# Exercises
1 – Answer these questions from the Betterleaks overview, one per line, marked (a), (b), (c):
(a) Which options does it suggest for teams that want dashboards, team management, or hosted scanning?
(b) What license does TruffleHog use?
(c) Who created Betterleaks?
2 – Print the Betterleaks overview from "CEL validation requires" up to and including "other secrets scanners?".
3 – Please carry on the Betterleaks overview from the point where it stops.

# Supplied passage
____________________
No managed cloud platform. This is a CLI tool. Teams that want dashboards, team management, or hosted scanning should look at GitGuardian or TruffleHog’s commercial offering.
CEL validation requires writing expressions per rule. Out-of-the-box coverage for common services is still limited.

How does Betterleaks compare to other secrets scanners?

GitHub star history comparing secrets scanners — Gitleaks, TruffleHog, Kingfisher, Betterleaks, Nosey Parker, and detect-secrets over time

Feature	Betterleaks	Gitleaks	TruffleHog	GitGuardian
Detection method	BPE tokenization + regex	Entropy + regex	800+ detectors	Pattern matching + ML
Secrets validation	CEL expressions (configurable)	No	Built-in verifiers (hardcoded)	Yes (commercial)
License	MIT	MIT	AGPL-3.0	Freemium
Scan targets	Git, directories, stdin, archives	Git, directories, stdin	Git, Slack, S3, Docker, etc.	Git, CI/CD (commercial)
Parallelized scanning	Yes (–git-workers)	No	Yes	Yes
Recursive decoding	Yes (base64, hex, etc.)	Yes (v8.26+)	Limited	Yes
GitHub Stars	1,254	25,500	25,100	N/A

Betterleaks fits best if you care about detection accuracy and configurable validation, especially if you’re already on Gitleaks and want a painless upgrade. TruffleHog is a better pick for teams that need scanning beyond git repos (Slack, S3, Docker images). GitGuardian is the way to go for enterprises that need dashboards, team management, and hosted scanning.

Visit Betterleaks View source on GitHub (1254★)

Frequently Asked Questions

What is Betterleaks?

Betterleaks is a free, open-source secrets scanner created by Zachary Rice (zricethezav), the original author of Gitleaks (25k+ GitHub stars). It detects hardcoded credentials in git repositories, directories, and archives using BPE tokenization instead of Shannon entropy, achieving 98.6% recall on the CredData benchmark. Betterleaks is a drop-in replacement for Gitleaks with backwards-compatible configuration files and CLI flags, and is licensed under MIT.

How does Betterleaks compare to Gitleaks?

Betterleaks is backwards-compatible with Gitleaks configurations and CLI flags, so migration takes minimal effort. The main improvements over Gitleaks are: token efficiency filtering using BPE tokenization (98.6% recall vs 70.4% with entropy), live secrets validation via CEL expressions, parallelized git scanning with the –git-workers flag (4-5x faster on large repos), and recursive decoding for base64, hex, percent-encoding, and unicode-encoded secrets.

What is the Token Efficiency Filter in Betterleaks?
____________________
# Dataset section
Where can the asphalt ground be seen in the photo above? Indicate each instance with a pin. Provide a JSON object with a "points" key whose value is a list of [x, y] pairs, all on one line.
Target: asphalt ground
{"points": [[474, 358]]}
____________________
# Numbered answers
1 –
(a) GitGuardian or TruffleHog's commercial offering
(b) AGPL-3.0
(c) Zachary Rice (zricethezav), the original author of Gitleaks

2 –
CEL validation requires writing expressions per rule. Out-of-the-box coverage for common services is still limited.

How does Betterleaks compare to other secrets scanners?

3 –
The Token Efficiency Filter is Betterleaks’ core detection innovation that replaces Shannon entropy with BPE (Byte Pair Encoding) tokenization using the cl100k_base model (the same tokenizer GPT-4 uses). Real secrets tokenize inefficiently because they are random, while structured strings like variable names and UUIDs compress well. On the CredData benchmark, this approach achieves 98.6% recall compared to 70.4% with entropy-based filtering, meaning far fewer missed secrets.

Can Betterleaks validate if leaked secrets are still active?

Yes. Betterleaks uses CEL (Common Expression Language) expressions to fire HTTP requests against detected credentials and verify whether they are still active. If a credential returns a valid response, the finding is marked as confirmed-active rather than just a potential leak. Unlike TruffleHog’s hardcoded verifiers, Betterleaks’ validation logic is fully user-configurable, so security teams can write custom verification for internal APIs and services.

Is Betterleaks free?

Yes. Betterleaks is completely free and open-source under the MIT license with no commercial restrictions. You can use it in personal projects, commercial codebases, and CI/CD pipelines without licensing fees. It can be installed via Homebrew, Docker, DNF (Fedora), or built from source.

How fast is Betterleaks compared to Gitleaks?

Betterleaks is significantly faster than Gitleaks on large repositories. With RE2 and 8 git workers enabled, benchmarks from the Betterleaks repository show 4.2x faster scanning on Rails (5.8s vs 24.5s), 5.4x faster on Ruby (10.3s vs 55.2s), and 5.2x faster on GitLab (2m13s vs 11m28s). The speed improvement comes from parallelized git scanning via the –git-workers flag and the optional RE2 regex engine.